__EXERCISE A__. According to the excerpted text on liquidators, which section of the IBC requires the liquidator to verify the claims of all the creditors?

Liquidator under the IBC

Upon the appointment of a liquidator under the provisions of the IBC, all the powers of the board of directors of the corporate debtor shall cease to have effect and shall be vested in the liquidator. Pursuant to section 35 of the IBC, the liquidator is, inter alia, required to: 

  • verify the claims of all the creditors;
  • take into custody or control all the assets, property, effects and actionable claims of the corporate debtor;
  • evaluate the assets and property of the corporate debtor;
  • protect and preserve the assets and properties of the corporate debtor;
  • sell the immovable and movable property and actionable claims of the corporate debtor; and
  • invite and settle claims of creditors and claimants, and distribute proceeds.

Furthermore, the liquidator is required to form a liquidation estate constituting all the assets owned by the corporate debtor, and to hold the liquidation estate for the benefit of all the creditors.

General Duties of the Insolvency Professionals

In addition to these specific duties, the IBC and the Insolvency and Bankruptcy Board of India (Insolvency Professionals) Regulations, 2016 (IP Regulations) provide for a high standard of duty and care for all insolvency professionals. Section 208 of the IBC states that every professional shall take reasonable care and diligence while abiding by his or her duties, follow the bylaws of the insolvency professional agency of which he or she is a member, allow it to inspect his or her records, and submit a copy of every proceeding before the NCLT to it and to the IBBI.

Regulation 7 of the IP Regulations states that the registration of the professional will be subject to them abiding by the code of conduct specified therein. An insolvency professional is required to maintain integrity by being honest, straightforward and forthright in all professional relationships. He or she must act with objectivity and maintain impartiality,  and avoid conflicts of interest.

Liquidator under the Companies Act

A company liquidator (subject to the directions of the NCLT) is inter aliaauthorised to:

  • carry on the business of the company so far as may be necessary for the beneficial winding-up of the company;
  • sell the immovable and movable property and actionable claims of the company;
  • sell the whole of the undertaking of the company as a going concern;
  • raise any money required on the security of the assets of the company;
  • represent the company;
  • invite and settle the claims of creditors, employees or any other claimants, and distribute sale proceeds in accordance with the priorities established under this Act;
  • prove rank and claim in the insolvency of any contributory for any balance against his or her estate, and to receive dividends in the insolvency, in respect of that balance, as a separate debt due from the insolvent, and rateably with the other separate creditors;
  • take all such actions and steps as may be necessary for the winding-up of the company, distribution of assets or in discharge of his duties and obligations and functions as company liquidator.

__LISTING__.
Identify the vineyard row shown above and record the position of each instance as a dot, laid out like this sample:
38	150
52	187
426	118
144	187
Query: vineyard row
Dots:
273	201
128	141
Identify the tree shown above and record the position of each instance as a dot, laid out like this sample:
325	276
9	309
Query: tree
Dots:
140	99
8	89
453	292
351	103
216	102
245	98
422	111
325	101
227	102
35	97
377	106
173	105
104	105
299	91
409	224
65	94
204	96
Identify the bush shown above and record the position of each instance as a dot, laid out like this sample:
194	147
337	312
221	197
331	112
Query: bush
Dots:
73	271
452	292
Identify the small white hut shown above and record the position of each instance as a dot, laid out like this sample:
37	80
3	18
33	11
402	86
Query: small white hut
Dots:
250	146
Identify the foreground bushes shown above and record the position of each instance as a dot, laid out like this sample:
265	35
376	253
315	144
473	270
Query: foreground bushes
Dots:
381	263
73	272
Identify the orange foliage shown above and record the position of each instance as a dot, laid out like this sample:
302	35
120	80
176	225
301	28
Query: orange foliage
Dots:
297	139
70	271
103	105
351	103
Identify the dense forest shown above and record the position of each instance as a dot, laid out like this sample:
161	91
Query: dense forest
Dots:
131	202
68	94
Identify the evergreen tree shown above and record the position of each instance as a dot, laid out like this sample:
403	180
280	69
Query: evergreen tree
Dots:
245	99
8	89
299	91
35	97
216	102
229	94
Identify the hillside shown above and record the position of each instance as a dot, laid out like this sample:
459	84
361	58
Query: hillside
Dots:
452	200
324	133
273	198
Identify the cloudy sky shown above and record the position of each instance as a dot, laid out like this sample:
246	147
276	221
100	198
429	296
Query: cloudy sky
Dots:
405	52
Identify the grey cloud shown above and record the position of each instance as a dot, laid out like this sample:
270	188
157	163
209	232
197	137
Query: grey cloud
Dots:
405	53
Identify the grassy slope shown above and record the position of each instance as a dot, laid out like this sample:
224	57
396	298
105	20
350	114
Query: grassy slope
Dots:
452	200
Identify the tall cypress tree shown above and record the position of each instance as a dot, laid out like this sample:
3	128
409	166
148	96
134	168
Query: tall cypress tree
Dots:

__EXERCISE B__. Count the lines in the rows that contain the string "small", and reply with the number alone.

__WRITTEN REPLY A__. Section 35 of the IBC.

__WRITTEN REPLY B__. 2